> Task description
Retype the records that come next, word for word.

(Shape labeling records)
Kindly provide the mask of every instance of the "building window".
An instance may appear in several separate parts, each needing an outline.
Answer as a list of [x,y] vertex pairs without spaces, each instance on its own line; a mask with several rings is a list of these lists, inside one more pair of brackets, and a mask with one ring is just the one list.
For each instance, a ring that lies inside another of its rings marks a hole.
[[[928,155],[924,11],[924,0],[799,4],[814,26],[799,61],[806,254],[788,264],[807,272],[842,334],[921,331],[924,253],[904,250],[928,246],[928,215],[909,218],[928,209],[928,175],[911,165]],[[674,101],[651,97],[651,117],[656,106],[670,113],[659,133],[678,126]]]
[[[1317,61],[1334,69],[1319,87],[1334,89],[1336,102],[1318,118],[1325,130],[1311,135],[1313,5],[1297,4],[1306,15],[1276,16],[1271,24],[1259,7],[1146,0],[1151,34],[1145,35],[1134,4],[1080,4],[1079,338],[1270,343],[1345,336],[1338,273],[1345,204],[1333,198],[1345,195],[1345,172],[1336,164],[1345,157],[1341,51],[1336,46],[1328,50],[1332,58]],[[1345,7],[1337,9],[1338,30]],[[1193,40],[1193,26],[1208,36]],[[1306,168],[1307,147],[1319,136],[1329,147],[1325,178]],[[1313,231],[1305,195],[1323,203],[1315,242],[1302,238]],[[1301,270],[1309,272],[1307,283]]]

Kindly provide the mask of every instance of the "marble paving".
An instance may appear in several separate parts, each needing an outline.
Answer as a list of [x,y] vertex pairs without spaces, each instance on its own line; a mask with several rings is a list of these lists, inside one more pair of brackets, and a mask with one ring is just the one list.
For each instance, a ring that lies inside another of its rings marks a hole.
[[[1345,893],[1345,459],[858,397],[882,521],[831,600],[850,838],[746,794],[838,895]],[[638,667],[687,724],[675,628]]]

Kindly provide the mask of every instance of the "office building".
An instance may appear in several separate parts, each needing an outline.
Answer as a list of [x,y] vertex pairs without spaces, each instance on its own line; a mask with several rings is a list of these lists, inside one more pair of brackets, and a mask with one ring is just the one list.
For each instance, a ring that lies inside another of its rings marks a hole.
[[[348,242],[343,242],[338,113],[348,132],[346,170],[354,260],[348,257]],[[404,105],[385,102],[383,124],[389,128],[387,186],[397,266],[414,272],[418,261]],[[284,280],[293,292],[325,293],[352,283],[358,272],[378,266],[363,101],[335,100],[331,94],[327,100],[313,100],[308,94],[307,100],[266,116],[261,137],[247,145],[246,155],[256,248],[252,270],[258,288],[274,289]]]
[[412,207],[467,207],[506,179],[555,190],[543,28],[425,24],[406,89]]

> Response to the task
Kindly provide the mask of every instance of the "building window".
An instance may appear in several separate parts, each needing an outline.
Answer as a list of [x,y] vertex pairs without spaces, each instance on its own line; a mask with several rings is a list of these lists, inside one more pair of brackets, and a mask with one ring is just the one list.
For each instance, a ring that lies inside another of its rings marks a hole.
[[[928,155],[924,11],[924,0],[799,4],[814,26],[799,61],[806,254],[788,264],[807,272],[842,334],[921,331],[924,253],[904,250],[928,246],[928,215],[909,218],[928,209],[928,175],[911,165]],[[674,101],[651,97],[651,117],[656,106],[670,113],[659,133],[678,126]]]
[[[1317,61],[1334,69],[1319,87],[1334,89],[1336,102],[1318,118],[1325,130],[1311,135],[1313,5],[1297,4],[1306,15],[1276,16],[1271,24],[1259,7],[1146,0],[1151,34],[1145,35],[1134,4],[1080,4],[1079,338],[1270,343],[1345,336],[1338,273],[1345,204],[1333,198],[1345,195],[1345,172],[1336,164],[1345,157],[1341,51],[1336,46],[1328,50],[1332,58]],[[1345,7],[1337,9],[1338,30]],[[1193,40],[1193,26],[1208,36]],[[1306,168],[1307,147],[1319,136],[1329,147],[1325,178]],[[1313,231],[1305,195],[1323,203],[1315,242],[1302,238]],[[1301,270],[1309,272],[1307,283]]]

Kindly provide the mask of every instance of the "marble paving".
An instance may appear in several separate parts, each needing an outline.
Answer as a list of [x,y] vertex pairs without spaces, each instance on its own line; a mask with several rings is a list of these lists, inside one more pair of brackets, and a mask with one ring is just the one list.
For each instance, a ring that lies inside another of its rings marks a hole.
[[[1345,893],[1345,459],[858,397],[882,521],[831,600],[850,838],[746,794],[838,895]],[[638,667],[687,724],[675,628]]]

Kindly provide the mask of every instance of the "office building".
An instance may appear in several separate parts, each needing an outline.
Answer as a list of [x,y] vertex pairs without spaces, each instance on its own line; a mask with several rings is a list of these lists, inside one more pair of brackets, and a mask with one ring is just the one list.
For each instance, a ring that lies inside another of its rings marks a hole.
[[[348,242],[343,242],[338,113],[348,132],[346,170],[354,260],[348,257]],[[404,105],[385,102],[383,124],[389,128],[387,186],[397,266],[414,272],[418,261]],[[284,280],[293,292],[325,293],[352,283],[358,272],[378,266],[363,101],[335,100],[331,94],[327,100],[313,100],[308,94],[307,100],[266,116],[261,137],[247,145],[246,155],[256,248],[252,270],[258,288],[274,289]]]
[[412,207],[467,207],[506,179],[555,190],[543,28],[425,24],[406,89]]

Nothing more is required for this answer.